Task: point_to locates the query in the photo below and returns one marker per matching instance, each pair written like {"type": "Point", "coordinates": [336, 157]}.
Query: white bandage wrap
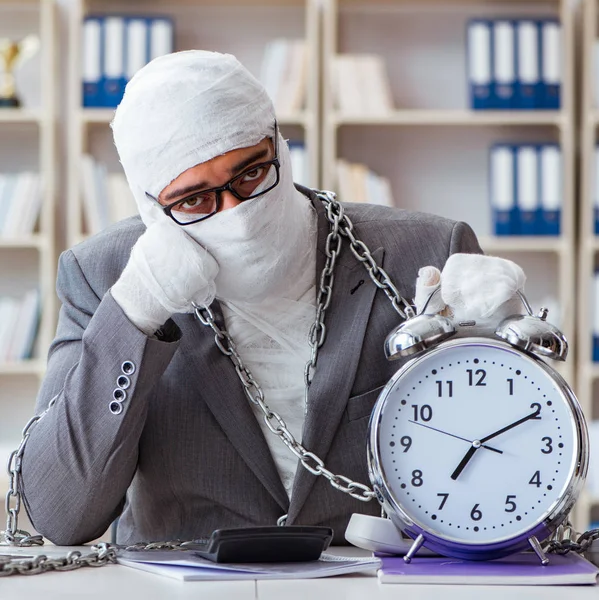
{"type": "Point", "coordinates": [471, 287]}
{"type": "Point", "coordinates": [166, 272]}
{"type": "Point", "coordinates": [428, 299]}
{"type": "Point", "coordinates": [184, 109]}
{"type": "Point", "coordinates": [481, 288]}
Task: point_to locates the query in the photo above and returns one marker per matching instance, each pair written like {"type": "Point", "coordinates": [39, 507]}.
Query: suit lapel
{"type": "Point", "coordinates": [226, 399]}
{"type": "Point", "coordinates": [346, 320]}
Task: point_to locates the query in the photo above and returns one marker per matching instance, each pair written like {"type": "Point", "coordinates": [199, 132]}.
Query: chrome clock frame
{"type": "Point", "coordinates": [543, 527]}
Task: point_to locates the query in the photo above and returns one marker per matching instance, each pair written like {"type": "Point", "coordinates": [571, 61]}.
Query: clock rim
{"type": "Point", "coordinates": [541, 528]}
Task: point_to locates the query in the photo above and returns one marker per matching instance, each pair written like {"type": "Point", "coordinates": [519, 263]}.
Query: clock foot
{"type": "Point", "coordinates": [414, 548]}
{"type": "Point", "coordinates": [536, 546]}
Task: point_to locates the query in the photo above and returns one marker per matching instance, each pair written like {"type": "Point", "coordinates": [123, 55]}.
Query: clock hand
{"type": "Point", "coordinates": [455, 436]}
{"type": "Point", "coordinates": [510, 426]}
{"type": "Point", "coordinates": [476, 444]}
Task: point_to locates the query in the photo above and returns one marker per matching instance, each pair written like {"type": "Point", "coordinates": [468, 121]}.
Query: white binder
{"type": "Point", "coordinates": [504, 71]}
{"type": "Point", "coordinates": [527, 199]}
{"type": "Point", "coordinates": [137, 46]}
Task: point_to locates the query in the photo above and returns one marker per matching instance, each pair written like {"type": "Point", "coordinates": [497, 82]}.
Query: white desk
{"type": "Point", "coordinates": [114, 582]}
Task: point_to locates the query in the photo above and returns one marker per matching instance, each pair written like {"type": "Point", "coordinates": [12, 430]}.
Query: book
{"type": "Point", "coordinates": [523, 568]}
{"type": "Point", "coordinates": [185, 565]}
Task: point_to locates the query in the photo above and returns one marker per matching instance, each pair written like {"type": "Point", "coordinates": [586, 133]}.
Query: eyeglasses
{"type": "Point", "coordinates": [203, 204]}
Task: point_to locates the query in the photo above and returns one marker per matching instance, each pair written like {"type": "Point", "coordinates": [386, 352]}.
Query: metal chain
{"type": "Point", "coordinates": [13, 535]}
{"type": "Point", "coordinates": [339, 224]}
{"type": "Point", "coordinates": [563, 542]}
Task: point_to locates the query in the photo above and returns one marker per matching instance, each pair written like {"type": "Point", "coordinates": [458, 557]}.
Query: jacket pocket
{"type": "Point", "coordinates": [362, 405]}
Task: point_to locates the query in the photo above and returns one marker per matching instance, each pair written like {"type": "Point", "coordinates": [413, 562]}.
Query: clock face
{"type": "Point", "coordinates": [476, 442]}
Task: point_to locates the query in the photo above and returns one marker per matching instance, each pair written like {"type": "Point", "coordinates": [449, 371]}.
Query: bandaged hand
{"type": "Point", "coordinates": [166, 272]}
{"type": "Point", "coordinates": [471, 287]}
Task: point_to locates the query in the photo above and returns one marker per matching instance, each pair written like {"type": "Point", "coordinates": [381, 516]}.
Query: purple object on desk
{"type": "Point", "coordinates": [519, 569]}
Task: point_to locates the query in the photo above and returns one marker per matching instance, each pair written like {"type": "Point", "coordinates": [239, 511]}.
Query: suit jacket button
{"type": "Point", "coordinates": [128, 367]}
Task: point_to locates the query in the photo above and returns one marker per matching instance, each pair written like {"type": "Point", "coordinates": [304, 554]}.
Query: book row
{"type": "Point", "coordinates": [525, 189]}
{"type": "Point", "coordinates": [514, 64]}
{"type": "Point", "coordinates": [19, 320]}
{"type": "Point", "coordinates": [20, 203]}
{"type": "Point", "coordinates": [283, 73]}
{"type": "Point", "coordinates": [357, 183]}
{"type": "Point", "coordinates": [114, 48]}
{"type": "Point", "coordinates": [107, 197]}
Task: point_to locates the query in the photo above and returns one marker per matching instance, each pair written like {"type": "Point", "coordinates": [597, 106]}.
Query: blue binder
{"type": "Point", "coordinates": [91, 33]}
{"type": "Point", "coordinates": [551, 59]}
{"type": "Point", "coordinates": [502, 187]}
{"type": "Point", "coordinates": [479, 63]}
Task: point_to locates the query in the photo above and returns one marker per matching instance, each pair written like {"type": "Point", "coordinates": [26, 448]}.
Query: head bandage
{"type": "Point", "coordinates": [186, 108]}
{"type": "Point", "coordinates": [181, 110]}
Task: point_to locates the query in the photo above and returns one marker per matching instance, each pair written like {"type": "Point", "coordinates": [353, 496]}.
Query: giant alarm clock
{"type": "Point", "coordinates": [477, 447]}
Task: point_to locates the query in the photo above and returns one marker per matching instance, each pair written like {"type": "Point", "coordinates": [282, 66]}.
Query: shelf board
{"type": "Point", "coordinates": [20, 115]}
{"type": "Point", "coordinates": [28, 241]}
{"type": "Point", "coordinates": [453, 117]}
{"type": "Point", "coordinates": [521, 243]}
{"type": "Point", "coordinates": [23, 367]}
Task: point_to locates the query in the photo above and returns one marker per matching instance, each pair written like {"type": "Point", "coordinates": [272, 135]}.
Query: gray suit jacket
{"type": "Point", "coordinates": [187, 456]}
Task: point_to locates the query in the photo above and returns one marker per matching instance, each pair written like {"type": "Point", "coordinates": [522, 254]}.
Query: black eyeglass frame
{"type": "Point", "coordinates": [167, 209]}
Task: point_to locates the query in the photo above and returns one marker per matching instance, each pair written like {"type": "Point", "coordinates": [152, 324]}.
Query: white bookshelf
{"type": "Point", "coordinates": [432, 147]}
{"type": "Point", "coordinates": [239, 27]}
{"type": "Point", "coordinates": [588, 249]}
{"type": "Point", "coordinates": [28, 141]}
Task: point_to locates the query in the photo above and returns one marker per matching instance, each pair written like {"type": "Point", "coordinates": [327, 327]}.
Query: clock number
{"type": "Point", "coordinates": [406, 442]}
{"type": "Point", "coordinates": [440, 388]}
{"type": "Point", "coordinates": [417, 478]}
{"type": "Point", "coordinates": [444, 496]}
{"type": "Point", "coordinates": [511, 386]}
{"type": "Point", "coordinates": [536, 406]}
{"type": "Point", "coordinates": [548, 448]}
{"type": "Point", "coordinates": [475, 514]}
{"type": "Point", "coordinates": [536, 479]}
{"type": "Point", "coordinates": [425, 412]}
{"type": "Point", "coordinates": [479, 372]}
{"type": "Point", "coordinates": [509, 502]}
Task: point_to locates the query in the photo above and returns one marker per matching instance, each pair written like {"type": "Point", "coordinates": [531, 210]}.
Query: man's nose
{"type": "Point", "coordinates": [228, 200]}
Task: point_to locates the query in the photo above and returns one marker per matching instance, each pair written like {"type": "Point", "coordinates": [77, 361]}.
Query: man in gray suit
{"type": "Point", "coordinates": [147, 414]}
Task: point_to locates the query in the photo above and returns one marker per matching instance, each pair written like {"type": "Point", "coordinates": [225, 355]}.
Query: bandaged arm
{"type": "Point", "coordinates": [80, 457]}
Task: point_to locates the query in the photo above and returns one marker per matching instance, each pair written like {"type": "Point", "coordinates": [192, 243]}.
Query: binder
{"type": "Point", "coordinates": [92, 62]}
{"type": "Point", "coordinates": [502, 188]}
{"type": "Point", "coordinates": [136, 45]}
{"type": "Point", "coordinates": [551, 188]}
{"type": "Point", "coordinates": [161, 37]}
{"type": "Point", "coordinates": [595, 311]}
{"type": "Point", "coordinates": [114, 61]}
{"type": "Point", "coordinates": [479, 59]}
{"type": "Point", "coordinates": [527, 192]}
{"type": "Point", "coordinates": [596, 194]}
{"type": "Point", "coordinates": [527, 86]}
{"type": "Point", "coordinates": [551, 63]}
{"type": "Point", "coordinates": [504, 65]}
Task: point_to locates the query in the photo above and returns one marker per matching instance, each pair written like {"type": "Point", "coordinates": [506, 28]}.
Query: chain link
{"type": "Point", "coordinates": [103, 553]}
{"type": "Point", "coordinates": [340, 225]}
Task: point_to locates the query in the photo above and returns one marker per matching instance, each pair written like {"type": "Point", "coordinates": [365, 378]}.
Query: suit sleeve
{"type": "Point", "coordinates": [81, 457]}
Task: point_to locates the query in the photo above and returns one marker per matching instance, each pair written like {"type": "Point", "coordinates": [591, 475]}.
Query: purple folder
{"type": "Point", "coordinates": [519, 569]}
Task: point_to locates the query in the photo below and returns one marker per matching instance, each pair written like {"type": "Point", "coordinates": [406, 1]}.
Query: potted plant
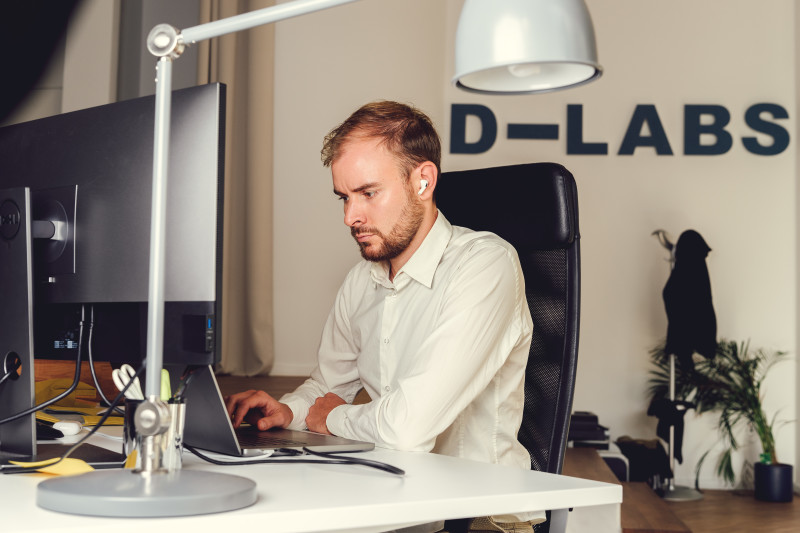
{"type": "Point", "coordinates": [731, 384]}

Exercise >>
Select every line of the material that contains the string "clock", treating uppercase and lowercase letters as distinct.

Result >>
Query: chrome clock frame
Query: clock rim
Query: clock foot
Query: clock hand
Query: clock face
Query: giant alarm clock
Query: clock number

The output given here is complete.